[抜粋テキスト]:
━━━
ダンベルのイメージからかけ離れたフォルムで、トロフィーだと勘違いする人も多い。「このダンベルがきっかけでトロフィーの仕事がたくさんきた」と澄川さんは笑うが、このフォルムにこそ“澄川デザイン”の真髄が込められている。
「ダンベルは二の腕の引き締めにも効果的なので、女性のニーズが高いのですが、お客さんが来ると隠す人が多いそうなんです。つまり、部屋に置きたくない形なんですね。じゃあオブジェとしても使える見た目にしようと思ったんです」
尖り具合の絶妙さにも注目したい。安心感を重視しているからこそ、恐怖感を与えることがなく、それでいて「緊張感」を保った形。しかも、上げ下げしたときに手が滑らないようくびれ部分も工夫している。洗練されたオブジェとしてのフォルムでありながら、ダンベルとしての機能も満たしているのだ。
もうひとつ重要なポイントは、左右非対称であること。澄川さんのアート志向を象徴する曲線を効果的に活かすことで、オブジェとしての価値も上げている。左右対称にできているダンベルが多いが、トレーニング器具としては持ちやすくて重さが確保できれば問題ない。「今、だんだんやりたかったファインアートに近づいている」との澄川さんの言葉は、アートとデザインを融合させるプロダクトを生み出している自負から出ているに違いない。
━━━
[指示]:
(1) ダンベルのデザインの文章によると、ダンベルが女性に求められている理由は何ですか。
(2) ダンベルのデザインの文章を、最後の文のあとから書き継いでください。
データはここでは使いません。
━━━
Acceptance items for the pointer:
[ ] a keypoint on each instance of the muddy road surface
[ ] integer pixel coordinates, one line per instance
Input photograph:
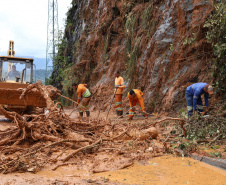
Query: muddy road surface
(110, 167)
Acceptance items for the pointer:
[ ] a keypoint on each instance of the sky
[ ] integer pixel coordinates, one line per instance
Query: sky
(25, 22)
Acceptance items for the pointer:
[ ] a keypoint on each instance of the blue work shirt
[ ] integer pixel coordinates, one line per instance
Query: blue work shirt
(196, 90)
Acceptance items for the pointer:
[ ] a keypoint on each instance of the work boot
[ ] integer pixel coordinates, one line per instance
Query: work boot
(87, 113)
(81, 114)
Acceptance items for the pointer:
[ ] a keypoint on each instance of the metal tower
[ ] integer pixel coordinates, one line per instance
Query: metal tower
(52, 36)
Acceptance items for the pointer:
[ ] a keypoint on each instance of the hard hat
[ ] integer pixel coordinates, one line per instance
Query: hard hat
(210, 89)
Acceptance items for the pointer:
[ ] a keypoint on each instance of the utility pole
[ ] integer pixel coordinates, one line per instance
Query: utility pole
(52, 36)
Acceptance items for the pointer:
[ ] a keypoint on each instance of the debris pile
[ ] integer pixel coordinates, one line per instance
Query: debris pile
(53, 138)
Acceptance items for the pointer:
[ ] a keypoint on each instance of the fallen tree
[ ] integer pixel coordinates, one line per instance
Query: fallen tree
(54, 138)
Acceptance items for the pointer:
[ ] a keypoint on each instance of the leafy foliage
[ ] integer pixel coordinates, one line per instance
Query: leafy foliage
(215, 35)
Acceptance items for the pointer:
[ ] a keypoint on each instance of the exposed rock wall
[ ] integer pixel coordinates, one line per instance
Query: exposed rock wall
(158, 45)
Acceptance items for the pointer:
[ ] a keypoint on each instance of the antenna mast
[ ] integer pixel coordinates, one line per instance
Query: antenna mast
(52, 36)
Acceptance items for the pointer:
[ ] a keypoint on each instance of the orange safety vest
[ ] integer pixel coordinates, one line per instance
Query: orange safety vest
(138, 98)
(119, 82)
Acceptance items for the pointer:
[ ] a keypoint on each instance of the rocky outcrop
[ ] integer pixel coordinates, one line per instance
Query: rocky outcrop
(157, 45)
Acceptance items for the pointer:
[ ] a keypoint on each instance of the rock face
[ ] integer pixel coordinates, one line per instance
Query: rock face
(156, 44)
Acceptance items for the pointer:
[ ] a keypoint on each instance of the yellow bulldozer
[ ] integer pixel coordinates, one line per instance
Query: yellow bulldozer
(16, 73)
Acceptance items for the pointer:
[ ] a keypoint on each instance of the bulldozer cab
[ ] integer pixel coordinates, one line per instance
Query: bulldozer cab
(16, 69)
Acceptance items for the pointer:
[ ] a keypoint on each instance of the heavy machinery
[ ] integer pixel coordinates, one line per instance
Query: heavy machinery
(16, 73)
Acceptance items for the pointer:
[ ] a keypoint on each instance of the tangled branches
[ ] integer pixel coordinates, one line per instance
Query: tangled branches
(54, 138)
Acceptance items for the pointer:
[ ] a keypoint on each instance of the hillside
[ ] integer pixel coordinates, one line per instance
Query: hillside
(160, 46)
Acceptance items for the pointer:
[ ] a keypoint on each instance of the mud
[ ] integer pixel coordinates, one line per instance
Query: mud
(169, 170)
(59, 147)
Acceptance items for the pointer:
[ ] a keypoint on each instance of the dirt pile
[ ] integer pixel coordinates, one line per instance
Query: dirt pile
(54, 138)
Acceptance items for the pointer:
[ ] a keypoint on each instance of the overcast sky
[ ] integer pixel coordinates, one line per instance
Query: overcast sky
(25, 22)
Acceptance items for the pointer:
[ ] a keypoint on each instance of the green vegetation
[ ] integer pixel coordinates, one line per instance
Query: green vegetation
(216, 25)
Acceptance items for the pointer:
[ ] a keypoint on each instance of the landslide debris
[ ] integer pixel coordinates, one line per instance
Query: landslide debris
(54, 139)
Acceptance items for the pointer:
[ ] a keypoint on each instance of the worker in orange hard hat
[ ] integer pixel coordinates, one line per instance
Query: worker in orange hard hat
(193, 97)
(135, 96)
(119, 86)
(84, 96)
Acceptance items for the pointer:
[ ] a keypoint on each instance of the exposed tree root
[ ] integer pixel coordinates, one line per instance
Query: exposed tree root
(54, 137)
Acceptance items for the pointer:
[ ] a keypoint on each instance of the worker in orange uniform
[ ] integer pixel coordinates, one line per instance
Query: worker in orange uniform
(119, 86)
(84, 96)
(135, 96)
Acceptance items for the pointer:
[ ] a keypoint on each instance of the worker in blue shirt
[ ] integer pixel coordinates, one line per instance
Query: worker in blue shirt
(193, 97)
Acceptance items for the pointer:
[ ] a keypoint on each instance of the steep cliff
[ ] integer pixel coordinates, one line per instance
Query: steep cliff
(159, 45)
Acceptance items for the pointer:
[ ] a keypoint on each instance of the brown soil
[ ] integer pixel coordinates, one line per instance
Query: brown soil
(45, 142)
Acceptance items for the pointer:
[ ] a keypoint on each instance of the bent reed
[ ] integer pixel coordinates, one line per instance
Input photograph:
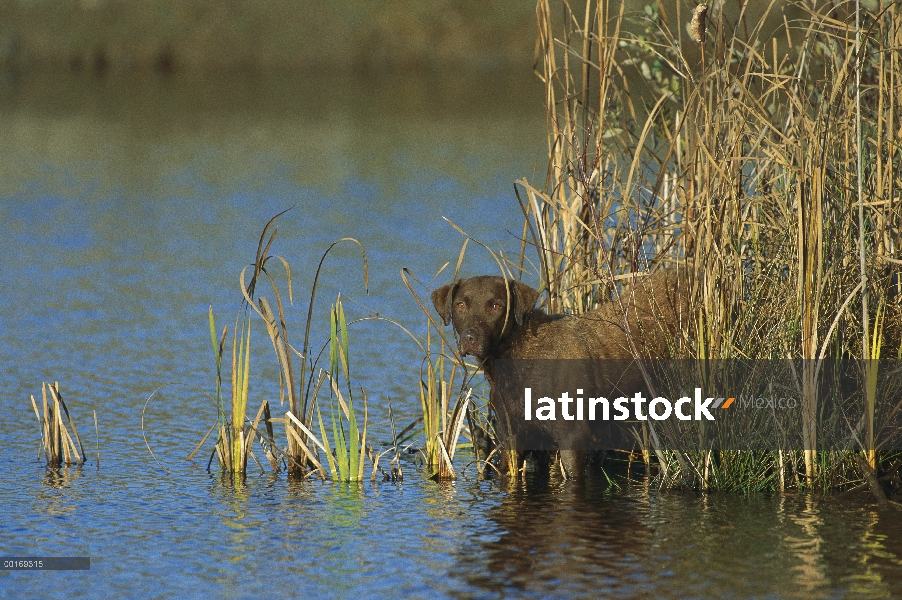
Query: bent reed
(759, 155)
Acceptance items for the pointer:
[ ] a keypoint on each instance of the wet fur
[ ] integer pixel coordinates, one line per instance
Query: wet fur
(495, 320)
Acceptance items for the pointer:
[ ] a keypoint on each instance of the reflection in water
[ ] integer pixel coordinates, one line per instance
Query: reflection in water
(547, 540)
(59, 496)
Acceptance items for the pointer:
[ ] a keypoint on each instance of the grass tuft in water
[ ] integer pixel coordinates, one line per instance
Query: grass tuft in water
(57, 444)
(761, 156)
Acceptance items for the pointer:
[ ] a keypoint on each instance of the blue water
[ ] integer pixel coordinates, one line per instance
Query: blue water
(129, 207)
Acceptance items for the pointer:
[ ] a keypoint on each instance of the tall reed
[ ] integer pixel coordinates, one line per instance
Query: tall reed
(444, 410)
(756, 153)
(300, 387)
(57, 444)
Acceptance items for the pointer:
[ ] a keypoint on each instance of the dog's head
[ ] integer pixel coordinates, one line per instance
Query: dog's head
(478, 308)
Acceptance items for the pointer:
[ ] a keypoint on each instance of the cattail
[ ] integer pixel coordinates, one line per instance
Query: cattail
(697, 25)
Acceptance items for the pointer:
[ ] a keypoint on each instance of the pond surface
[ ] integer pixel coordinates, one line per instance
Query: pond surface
(128, 208)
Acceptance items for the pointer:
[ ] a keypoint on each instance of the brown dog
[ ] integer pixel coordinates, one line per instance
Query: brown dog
(497, 320)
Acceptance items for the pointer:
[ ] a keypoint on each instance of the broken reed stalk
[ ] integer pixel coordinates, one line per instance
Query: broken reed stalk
(57, 444)
(732, 156)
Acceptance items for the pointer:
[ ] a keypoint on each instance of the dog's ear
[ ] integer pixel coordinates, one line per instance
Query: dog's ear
(441, 298)
(523, 300)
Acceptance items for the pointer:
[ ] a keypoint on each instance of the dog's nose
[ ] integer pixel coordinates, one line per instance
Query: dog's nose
(468, 342)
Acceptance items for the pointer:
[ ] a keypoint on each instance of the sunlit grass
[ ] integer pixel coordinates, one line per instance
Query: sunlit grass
(765, 165)
(57, 444)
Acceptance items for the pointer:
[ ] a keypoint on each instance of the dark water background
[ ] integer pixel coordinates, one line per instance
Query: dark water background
(128, 208)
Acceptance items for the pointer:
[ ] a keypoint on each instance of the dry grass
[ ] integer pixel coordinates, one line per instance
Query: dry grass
(764, 164)
(57, 444)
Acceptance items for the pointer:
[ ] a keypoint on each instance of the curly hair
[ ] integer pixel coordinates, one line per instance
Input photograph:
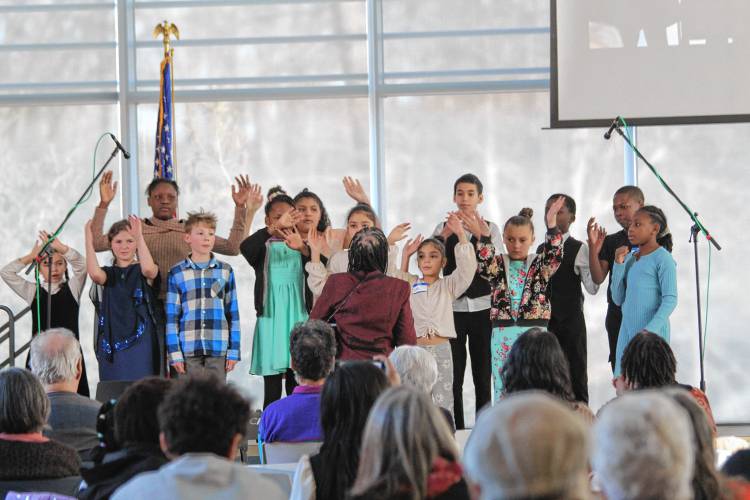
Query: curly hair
(536, 361)
(648, 361)
(202, 414)
(368, 251)
(313, 349)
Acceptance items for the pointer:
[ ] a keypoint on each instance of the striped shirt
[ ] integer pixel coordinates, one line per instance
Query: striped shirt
(202, 314)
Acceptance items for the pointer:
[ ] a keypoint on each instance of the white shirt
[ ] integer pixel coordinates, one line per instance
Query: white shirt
(465, 304)
(199, 476)
(581, 267)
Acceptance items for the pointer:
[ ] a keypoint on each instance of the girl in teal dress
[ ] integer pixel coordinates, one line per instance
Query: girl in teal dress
(276, 253)
(519, 280)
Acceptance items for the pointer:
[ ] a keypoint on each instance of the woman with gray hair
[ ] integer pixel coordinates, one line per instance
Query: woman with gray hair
(643, 448)
(408, 451)
(24, 452)
(529, 445)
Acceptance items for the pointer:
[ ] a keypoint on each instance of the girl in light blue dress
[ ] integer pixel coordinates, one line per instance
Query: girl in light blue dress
(644, 282)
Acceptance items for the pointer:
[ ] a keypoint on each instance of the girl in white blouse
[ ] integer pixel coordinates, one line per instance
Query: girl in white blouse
(432, 299)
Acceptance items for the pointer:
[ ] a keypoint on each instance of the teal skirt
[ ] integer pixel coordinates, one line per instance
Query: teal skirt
(284, 307)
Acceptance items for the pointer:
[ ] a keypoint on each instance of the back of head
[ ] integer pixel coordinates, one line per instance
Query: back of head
(648, 362)
(522, 219)
(136, 418)
(55, 355)
(207, 219)
(643, 448)
(536, 361)
(405, 434)
(416, 366)
(345, 402)
(368, 251)
(706, 482)
(313, 349)
(24, 407)
(529, 445)
(202, 414)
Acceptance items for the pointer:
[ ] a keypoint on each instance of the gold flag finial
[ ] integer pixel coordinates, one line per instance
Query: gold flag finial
(166, 29)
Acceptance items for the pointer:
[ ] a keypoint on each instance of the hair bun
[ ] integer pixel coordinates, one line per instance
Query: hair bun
(526, 212)
(274, 192)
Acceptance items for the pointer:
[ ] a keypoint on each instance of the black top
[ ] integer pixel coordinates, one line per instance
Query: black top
(565, 291)
(479, 286)
(64, 310)
(611, 243)
(253, 248)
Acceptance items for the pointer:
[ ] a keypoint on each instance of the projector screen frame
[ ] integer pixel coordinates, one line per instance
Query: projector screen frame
(557, 123)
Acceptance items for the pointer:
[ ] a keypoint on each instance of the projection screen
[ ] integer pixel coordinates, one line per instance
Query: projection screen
(653, 62)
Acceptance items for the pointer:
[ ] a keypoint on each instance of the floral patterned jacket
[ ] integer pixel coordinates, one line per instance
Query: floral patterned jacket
(535, 305)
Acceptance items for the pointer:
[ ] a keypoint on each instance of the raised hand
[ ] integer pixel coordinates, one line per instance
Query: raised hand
(136, 226)
(335, 239)
(555, 206)
(57, 245)
(620, 254)
(241, 192)
(255, 198)
(596, 235)
(474, 223)
(413, 245)
(107, 189)
(399, 233)
(355, 190)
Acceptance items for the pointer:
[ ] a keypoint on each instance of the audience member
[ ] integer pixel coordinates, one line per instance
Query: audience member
(202, 422)
(529, 445)
(297, 417)
(24, 452)
(643, 448)
(136, 440)
(56, 359)
(649, 363)
(537, 362)
(408, 451)
(418, 368)
(348, 395)
(371, 310)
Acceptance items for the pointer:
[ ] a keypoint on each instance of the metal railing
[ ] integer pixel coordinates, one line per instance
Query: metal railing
(10, 326)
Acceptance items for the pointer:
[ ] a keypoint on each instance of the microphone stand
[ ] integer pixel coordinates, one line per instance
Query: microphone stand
(45, 251)
(696, 228)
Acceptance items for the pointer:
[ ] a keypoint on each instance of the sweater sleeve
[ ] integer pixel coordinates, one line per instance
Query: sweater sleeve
(466, 268)
(404, 332)
(231, 245)
(667, 276)
(23, 288)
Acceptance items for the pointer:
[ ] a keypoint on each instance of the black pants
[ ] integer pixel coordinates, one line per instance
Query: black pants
(477, 327)
(612, 324)
(571, 334)
(272, 386)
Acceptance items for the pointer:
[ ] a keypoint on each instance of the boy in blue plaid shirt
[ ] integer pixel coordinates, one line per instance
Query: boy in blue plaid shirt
(203, 320)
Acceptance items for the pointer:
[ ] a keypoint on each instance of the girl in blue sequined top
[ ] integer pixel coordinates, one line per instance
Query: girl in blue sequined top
(126, 344)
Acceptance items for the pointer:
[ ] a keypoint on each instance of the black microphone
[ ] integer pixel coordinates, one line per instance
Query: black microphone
(607, 134)
(126, 154)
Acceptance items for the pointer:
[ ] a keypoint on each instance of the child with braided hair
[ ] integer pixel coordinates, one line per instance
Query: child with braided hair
(644, 282)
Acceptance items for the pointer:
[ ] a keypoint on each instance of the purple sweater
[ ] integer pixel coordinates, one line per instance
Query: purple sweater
(295, 418)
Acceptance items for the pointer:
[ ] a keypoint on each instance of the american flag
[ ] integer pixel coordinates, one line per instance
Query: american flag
(163, 156)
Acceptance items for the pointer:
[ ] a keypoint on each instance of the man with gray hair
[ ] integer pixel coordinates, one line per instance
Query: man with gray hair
(643, 448)
(529, 445)
(56, 360)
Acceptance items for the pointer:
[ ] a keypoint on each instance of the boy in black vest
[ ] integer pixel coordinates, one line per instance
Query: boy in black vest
(471, 311)
(567, 321)
(602, 247)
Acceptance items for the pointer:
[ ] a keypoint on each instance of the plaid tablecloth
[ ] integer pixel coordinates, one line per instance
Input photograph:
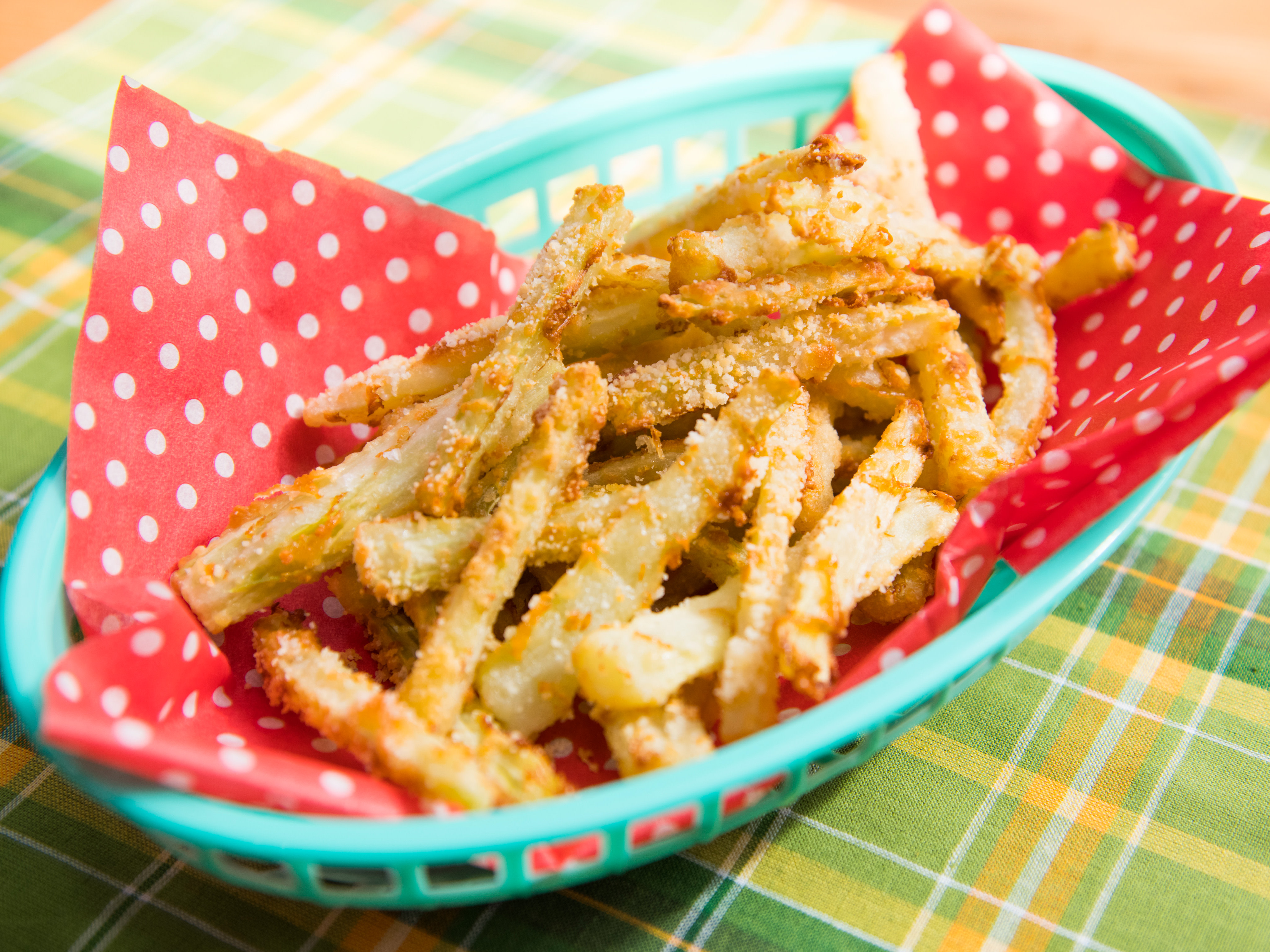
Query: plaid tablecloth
(1105, 787)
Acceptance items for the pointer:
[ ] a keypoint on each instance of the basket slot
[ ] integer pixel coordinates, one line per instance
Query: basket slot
(356, 880)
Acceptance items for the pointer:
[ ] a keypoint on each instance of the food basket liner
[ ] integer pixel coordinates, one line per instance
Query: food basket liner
(232, 280)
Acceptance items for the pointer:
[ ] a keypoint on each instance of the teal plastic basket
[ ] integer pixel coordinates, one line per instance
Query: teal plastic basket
(524, 850)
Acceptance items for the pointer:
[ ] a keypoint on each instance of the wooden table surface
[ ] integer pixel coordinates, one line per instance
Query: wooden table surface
(1213, 54)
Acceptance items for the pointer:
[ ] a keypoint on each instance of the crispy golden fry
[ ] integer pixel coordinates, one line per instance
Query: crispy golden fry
(644, 662)
(841, 550)
(810, 345)
(747, 689)
(963, 437)
(527, 681)
(744, 191)
(878, 389)
(350, 709)
(652, 738)
(1093, 262)
(907, 593)
(824, 455)
(556, 456)
(399, 381)
(298, 534)
(888, 122)
(1027, 353)
(493, 394)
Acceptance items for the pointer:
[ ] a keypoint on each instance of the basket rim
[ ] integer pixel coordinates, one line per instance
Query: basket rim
(32, 602)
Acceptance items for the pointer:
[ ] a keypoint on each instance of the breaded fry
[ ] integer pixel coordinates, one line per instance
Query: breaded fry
(841, 550)
(527, 682)
(350, 709)
(1027, 355)
(962, 436)
(1093, 262)
(556, 455)
(493, 394)
(808, 345)
(651, 738)
(298, 534)
(747, 689)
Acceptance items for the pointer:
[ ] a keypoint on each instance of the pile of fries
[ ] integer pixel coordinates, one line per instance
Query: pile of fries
(687, 459)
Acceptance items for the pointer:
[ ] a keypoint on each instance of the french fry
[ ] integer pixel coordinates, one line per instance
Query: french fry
(298, 534)
(747, 689)
(1094, 261)
(557, 452)
(824, 161)
(888, 122)
(1027, 353)
(652, 738)
(824, 455)
(350, 709)
(527, 682)
(644, 662)
(964, 441)
(810, 345)
(493, 393)
(841, 550)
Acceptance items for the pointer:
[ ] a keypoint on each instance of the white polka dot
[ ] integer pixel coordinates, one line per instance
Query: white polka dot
(446, 244)
(375, 219)
(397, 271)
(112, 562)
(237, 760)
(1053, 215)
(1107, 209)
(133, 734)
(994, 67)
(944, 124)
(893, 655)
(1231, 367)
(304, 192)
(996, 118)
(940, 73)
(938, 22)
(68, 686)
(1048, 113)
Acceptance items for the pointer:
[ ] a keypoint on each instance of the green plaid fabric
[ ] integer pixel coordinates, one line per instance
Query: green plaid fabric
(1102, 789)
━━━
[課題別の解答]:
(1) 二の腕の引き締めにも効果的だからです。

(2)
Paragraph 03
実は、画期的なデザインで世界的な賞も受賞したダンベルは、澄川さんが卓球台をデザインするきっかけともなった。ドイツのスポーツ用品展示会に出展したところ、それを見た卓球台メーカー「三英」の社長からオファーがあったという。
通常の卓球台が4本足であるのに対し、従来になかった「X型」で滑らかな曲線を持つ脚部が印象的な作品。ここにも、ダンベル同様に常識にとらわれない澄川さんの思考がある。自身のFacebookで「支える」という漢字の形から発展させたことを明らかにしているが、もともとはテーマとしている曲線がアイデアの軸になっていると話す。
「『日本らしさ』を打ち出すこと、そして東日本大震災からの復興の願いを込めることが、三英の社長さんの思いでした。だから、確かに『支える』は当初から重要なキーワードとしていたんです。でも、その起点となったのは卓球のボールの動きでした」
ボールの動きが描くカーブ。ボールを打ち合う卓球競技は、そのカーブが相対している様子と重なる。競技の本質を体現するとともに、「支える」というコンセプトも表すことで、メッセージ性さえも内包したデザインとなっているのだ。当然、ボールの動きを表す曲線が肝となる。
「楕円や双曲線など、曲線にもいろいろあります。でも、躍動感や緊張感のあるボールの動きは、放物線だろうと思いました」
ところが、放物線は手描きでは表現できないと澄川さんは説明する。ではどうやって生み出すのかと聞けば、CADを使っているのだとか。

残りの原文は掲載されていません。